From the first line onward, reproduce the records exactly; the final line to include is the one holding "positive clicks: (917, 534)".
----------------------------------------
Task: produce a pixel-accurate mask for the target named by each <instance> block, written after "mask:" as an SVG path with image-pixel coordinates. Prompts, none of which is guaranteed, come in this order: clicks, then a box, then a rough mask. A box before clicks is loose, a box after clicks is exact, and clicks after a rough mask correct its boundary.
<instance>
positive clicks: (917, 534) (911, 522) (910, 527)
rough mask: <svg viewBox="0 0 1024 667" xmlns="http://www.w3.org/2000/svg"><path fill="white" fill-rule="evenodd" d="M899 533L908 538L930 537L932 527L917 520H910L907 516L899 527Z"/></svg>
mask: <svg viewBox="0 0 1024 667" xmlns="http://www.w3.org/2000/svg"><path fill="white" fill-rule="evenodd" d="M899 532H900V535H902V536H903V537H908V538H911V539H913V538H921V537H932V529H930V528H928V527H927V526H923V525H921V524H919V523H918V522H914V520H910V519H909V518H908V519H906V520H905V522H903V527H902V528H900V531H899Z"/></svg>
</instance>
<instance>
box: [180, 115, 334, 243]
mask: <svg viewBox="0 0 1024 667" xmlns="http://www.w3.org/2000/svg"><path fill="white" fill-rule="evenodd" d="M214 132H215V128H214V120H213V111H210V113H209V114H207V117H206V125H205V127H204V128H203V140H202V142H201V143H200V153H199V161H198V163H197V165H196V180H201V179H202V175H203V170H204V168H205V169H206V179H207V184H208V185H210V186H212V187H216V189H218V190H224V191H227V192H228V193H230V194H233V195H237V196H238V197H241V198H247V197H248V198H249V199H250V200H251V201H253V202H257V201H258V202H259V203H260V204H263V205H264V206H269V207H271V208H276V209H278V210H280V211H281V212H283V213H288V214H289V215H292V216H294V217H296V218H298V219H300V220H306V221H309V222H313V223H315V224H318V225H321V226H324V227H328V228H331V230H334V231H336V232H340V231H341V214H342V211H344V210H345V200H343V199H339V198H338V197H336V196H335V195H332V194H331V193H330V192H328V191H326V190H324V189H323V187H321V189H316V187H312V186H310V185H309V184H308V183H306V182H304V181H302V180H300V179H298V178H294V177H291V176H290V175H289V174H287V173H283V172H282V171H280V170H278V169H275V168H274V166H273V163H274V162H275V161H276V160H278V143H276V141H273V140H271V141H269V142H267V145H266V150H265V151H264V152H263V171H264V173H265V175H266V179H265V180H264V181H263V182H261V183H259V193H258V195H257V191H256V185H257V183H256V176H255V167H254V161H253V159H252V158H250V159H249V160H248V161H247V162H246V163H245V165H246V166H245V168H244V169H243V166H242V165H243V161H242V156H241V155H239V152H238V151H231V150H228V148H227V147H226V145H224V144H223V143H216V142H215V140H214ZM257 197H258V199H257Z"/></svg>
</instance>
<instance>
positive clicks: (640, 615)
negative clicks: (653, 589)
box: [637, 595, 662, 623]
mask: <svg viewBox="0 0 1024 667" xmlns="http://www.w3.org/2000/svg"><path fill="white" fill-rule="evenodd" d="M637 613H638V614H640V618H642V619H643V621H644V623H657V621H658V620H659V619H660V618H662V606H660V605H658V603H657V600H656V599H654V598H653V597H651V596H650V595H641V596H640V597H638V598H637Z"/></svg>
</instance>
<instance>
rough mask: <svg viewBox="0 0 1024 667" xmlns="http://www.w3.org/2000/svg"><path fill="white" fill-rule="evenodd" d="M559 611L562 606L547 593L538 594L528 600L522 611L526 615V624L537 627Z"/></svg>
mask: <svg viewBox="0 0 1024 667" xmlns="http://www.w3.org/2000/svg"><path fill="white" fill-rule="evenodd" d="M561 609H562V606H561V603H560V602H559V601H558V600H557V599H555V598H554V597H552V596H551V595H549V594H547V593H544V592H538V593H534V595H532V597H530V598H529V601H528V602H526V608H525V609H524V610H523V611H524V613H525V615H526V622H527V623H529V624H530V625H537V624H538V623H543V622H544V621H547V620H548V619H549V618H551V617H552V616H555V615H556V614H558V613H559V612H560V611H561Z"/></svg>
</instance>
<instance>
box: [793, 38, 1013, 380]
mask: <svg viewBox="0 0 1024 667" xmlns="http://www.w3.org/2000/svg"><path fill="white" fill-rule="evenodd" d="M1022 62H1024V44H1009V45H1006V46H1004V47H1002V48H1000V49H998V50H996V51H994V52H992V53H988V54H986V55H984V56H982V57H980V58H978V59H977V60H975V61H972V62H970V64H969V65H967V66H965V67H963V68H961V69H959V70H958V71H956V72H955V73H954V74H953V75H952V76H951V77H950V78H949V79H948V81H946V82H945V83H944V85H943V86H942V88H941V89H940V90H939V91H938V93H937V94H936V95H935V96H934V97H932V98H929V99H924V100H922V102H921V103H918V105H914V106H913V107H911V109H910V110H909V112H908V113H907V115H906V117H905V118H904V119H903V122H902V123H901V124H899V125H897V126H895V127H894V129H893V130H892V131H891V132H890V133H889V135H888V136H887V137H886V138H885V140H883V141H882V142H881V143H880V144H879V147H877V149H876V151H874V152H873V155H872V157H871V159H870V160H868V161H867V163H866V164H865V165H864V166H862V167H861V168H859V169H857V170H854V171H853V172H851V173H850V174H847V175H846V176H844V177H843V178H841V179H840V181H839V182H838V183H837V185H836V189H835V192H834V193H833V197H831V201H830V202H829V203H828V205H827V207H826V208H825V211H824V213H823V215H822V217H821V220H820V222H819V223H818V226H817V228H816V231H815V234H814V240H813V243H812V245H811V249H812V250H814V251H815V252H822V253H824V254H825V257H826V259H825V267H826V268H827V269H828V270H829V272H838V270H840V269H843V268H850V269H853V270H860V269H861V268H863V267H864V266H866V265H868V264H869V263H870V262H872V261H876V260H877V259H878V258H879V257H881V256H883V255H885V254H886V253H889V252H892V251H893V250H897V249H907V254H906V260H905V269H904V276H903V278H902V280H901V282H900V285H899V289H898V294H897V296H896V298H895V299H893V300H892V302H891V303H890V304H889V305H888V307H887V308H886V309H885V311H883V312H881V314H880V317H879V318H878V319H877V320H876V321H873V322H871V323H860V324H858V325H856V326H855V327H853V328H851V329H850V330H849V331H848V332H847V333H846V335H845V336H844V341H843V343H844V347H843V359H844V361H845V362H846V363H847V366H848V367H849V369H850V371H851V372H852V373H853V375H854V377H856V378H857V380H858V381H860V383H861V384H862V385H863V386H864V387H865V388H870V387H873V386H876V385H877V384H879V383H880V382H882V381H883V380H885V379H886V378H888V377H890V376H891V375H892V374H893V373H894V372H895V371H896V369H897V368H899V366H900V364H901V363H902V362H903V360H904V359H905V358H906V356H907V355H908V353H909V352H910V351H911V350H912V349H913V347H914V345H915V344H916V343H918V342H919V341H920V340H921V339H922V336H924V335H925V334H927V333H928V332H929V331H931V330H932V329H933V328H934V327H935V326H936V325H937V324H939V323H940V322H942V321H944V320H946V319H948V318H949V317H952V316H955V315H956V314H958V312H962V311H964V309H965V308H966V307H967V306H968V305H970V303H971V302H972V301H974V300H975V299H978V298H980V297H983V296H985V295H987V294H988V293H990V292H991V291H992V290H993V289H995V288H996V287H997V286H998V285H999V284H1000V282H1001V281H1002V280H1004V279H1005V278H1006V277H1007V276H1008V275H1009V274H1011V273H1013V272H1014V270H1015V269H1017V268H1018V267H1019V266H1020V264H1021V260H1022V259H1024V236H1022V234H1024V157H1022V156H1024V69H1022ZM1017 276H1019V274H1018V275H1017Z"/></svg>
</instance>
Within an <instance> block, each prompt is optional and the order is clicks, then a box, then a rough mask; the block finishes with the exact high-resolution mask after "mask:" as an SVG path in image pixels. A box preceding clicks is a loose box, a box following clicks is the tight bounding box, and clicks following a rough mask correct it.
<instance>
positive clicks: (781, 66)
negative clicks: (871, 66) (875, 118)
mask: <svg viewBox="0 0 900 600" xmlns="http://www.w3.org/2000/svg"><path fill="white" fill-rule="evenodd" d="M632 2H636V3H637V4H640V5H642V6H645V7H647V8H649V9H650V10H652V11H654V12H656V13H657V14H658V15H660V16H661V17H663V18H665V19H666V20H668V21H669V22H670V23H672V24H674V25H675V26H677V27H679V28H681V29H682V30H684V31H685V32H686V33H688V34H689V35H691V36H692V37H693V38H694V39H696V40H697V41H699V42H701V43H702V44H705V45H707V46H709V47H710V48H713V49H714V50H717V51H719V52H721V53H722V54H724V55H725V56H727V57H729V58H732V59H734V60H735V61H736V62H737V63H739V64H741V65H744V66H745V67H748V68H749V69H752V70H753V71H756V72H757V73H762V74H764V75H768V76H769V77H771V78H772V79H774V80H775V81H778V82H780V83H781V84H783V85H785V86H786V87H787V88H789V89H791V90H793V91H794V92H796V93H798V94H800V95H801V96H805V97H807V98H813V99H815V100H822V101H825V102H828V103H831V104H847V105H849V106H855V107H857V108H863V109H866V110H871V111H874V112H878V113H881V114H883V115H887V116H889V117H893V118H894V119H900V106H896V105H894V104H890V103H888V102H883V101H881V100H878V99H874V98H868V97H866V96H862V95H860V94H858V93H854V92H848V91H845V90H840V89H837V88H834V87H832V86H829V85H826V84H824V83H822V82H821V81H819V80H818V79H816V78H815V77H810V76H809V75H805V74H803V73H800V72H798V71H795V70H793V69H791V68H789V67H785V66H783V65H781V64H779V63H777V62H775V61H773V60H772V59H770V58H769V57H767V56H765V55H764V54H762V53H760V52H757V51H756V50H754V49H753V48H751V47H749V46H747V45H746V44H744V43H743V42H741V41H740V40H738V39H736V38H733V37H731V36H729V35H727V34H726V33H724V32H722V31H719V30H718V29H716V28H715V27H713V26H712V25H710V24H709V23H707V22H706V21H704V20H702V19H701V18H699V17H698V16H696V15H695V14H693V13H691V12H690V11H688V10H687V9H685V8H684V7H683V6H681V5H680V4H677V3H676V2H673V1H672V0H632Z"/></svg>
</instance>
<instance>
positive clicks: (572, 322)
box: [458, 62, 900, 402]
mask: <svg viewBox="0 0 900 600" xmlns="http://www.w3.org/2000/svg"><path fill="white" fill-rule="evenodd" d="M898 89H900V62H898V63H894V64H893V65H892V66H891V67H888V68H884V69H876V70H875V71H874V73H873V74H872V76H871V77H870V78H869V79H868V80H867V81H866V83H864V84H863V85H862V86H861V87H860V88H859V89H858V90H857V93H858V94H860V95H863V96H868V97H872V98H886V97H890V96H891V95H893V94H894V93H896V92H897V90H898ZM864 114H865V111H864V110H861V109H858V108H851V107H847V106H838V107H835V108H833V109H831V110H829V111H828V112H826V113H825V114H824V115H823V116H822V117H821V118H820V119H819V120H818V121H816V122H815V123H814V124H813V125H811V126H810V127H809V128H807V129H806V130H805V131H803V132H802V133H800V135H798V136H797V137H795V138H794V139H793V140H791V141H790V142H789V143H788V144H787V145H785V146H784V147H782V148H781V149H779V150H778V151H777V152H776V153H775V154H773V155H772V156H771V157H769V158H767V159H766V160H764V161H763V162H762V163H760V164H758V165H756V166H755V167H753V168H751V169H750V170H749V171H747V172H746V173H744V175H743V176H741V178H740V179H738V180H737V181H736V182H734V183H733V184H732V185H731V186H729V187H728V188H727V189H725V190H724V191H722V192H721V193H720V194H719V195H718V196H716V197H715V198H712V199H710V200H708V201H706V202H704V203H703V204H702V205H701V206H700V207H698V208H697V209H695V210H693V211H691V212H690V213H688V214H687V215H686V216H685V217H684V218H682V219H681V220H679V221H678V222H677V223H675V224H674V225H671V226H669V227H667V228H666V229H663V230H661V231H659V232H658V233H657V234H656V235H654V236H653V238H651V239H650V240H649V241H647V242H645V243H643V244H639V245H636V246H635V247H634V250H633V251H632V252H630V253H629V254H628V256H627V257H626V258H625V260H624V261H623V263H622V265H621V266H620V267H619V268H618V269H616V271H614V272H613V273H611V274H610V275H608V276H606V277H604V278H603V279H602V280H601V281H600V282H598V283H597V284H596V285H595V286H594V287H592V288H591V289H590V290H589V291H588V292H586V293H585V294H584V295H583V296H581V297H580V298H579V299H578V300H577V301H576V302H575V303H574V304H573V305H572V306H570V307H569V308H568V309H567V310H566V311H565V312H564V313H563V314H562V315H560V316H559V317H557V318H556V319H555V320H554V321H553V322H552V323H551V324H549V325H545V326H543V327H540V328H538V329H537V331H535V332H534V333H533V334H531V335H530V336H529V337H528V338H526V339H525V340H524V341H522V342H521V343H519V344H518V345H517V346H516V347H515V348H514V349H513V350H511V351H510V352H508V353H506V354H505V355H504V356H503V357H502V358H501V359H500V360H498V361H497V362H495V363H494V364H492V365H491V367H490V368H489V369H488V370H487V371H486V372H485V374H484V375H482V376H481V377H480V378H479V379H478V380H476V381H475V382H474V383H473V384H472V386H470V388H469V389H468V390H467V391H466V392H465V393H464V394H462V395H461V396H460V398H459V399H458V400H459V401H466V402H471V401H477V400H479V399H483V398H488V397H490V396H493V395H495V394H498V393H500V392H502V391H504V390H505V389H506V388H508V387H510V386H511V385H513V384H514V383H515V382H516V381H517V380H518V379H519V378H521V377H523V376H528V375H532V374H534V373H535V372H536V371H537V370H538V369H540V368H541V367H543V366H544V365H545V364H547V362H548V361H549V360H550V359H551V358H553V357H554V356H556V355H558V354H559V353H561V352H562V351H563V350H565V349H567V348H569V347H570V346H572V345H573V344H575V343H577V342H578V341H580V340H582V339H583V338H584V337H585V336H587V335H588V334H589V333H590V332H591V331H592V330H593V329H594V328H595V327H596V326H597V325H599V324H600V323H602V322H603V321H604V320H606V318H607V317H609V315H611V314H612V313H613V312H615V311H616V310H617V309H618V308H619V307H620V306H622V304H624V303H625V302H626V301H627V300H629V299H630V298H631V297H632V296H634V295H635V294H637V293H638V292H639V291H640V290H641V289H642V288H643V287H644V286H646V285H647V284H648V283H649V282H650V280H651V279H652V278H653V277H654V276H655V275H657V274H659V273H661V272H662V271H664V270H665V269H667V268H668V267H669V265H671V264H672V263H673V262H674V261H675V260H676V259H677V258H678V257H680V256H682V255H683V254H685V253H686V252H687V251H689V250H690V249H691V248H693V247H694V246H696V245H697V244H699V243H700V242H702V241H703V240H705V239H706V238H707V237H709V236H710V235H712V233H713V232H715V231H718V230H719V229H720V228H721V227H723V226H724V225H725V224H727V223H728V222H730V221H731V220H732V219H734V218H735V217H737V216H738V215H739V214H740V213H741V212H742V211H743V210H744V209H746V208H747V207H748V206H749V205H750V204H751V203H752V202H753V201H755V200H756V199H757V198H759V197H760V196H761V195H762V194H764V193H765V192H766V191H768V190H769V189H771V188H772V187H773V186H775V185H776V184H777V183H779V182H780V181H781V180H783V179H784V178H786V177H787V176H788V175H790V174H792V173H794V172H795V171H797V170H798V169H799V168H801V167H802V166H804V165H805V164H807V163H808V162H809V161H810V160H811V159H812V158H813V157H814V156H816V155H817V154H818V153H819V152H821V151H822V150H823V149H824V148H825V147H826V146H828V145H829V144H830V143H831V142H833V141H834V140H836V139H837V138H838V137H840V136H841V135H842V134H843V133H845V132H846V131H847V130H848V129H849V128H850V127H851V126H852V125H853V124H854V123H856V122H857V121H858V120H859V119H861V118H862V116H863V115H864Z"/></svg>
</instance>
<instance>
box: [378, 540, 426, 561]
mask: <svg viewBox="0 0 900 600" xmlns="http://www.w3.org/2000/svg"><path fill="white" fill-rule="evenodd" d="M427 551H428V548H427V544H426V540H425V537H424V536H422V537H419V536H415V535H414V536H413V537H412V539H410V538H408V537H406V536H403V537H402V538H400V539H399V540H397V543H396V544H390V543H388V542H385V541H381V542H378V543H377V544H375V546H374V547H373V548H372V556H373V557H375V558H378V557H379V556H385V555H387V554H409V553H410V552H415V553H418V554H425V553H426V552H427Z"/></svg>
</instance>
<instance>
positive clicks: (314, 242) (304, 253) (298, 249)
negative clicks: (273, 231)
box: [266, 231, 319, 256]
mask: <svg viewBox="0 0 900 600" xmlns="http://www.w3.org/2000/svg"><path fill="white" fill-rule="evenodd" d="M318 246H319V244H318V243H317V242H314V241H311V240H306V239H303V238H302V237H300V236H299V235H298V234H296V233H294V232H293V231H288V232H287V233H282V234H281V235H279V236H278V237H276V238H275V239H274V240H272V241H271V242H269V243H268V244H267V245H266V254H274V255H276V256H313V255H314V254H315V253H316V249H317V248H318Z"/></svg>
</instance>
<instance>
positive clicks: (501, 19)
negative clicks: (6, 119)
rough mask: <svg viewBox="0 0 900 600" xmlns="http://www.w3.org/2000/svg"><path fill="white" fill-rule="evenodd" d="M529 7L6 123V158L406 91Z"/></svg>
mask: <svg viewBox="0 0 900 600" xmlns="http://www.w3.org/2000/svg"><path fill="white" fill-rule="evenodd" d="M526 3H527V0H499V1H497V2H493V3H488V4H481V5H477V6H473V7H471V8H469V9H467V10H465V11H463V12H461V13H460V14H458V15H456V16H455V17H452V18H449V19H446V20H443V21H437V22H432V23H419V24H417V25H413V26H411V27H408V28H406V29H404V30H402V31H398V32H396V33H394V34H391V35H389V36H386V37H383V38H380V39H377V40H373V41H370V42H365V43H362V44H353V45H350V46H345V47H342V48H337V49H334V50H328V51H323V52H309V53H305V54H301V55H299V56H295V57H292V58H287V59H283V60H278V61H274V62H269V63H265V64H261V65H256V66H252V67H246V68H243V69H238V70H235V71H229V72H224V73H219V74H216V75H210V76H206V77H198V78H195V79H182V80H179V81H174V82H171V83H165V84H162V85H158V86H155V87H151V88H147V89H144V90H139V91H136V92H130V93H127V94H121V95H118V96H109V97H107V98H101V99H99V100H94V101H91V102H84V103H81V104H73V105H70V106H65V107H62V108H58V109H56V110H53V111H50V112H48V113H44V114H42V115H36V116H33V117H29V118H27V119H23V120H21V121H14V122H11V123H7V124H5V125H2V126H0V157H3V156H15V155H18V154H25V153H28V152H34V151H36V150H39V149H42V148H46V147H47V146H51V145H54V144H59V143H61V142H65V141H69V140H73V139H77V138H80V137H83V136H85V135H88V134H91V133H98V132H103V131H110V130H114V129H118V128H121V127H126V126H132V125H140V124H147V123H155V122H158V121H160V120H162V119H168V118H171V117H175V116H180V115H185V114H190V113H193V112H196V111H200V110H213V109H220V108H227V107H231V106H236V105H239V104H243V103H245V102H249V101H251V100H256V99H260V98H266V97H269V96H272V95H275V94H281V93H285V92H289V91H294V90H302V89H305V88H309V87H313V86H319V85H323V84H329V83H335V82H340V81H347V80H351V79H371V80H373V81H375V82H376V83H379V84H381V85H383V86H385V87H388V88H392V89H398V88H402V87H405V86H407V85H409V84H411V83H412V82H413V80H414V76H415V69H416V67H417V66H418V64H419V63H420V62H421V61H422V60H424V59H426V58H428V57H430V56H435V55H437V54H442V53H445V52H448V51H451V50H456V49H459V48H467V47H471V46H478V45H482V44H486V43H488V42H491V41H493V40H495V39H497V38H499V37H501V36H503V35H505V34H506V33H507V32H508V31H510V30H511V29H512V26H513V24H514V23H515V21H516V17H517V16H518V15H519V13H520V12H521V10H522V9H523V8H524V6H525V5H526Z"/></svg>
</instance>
----------------------------------------
» **RESULT BELOW**
Task: produce a pixel-accurate mask for the target named by each <instance> block, written after "mask:" as an SVG path with image-pixel coordinates. Prompts, none of which is guaranteed, come in this order: clicks, then a box, then a rough mask. A box before clicks is loose, a box after clicks is exact, and clicks after a rough mask correct its boundary.
<instance>
positive clicks: (917, 534) (911, 522) (910, 527)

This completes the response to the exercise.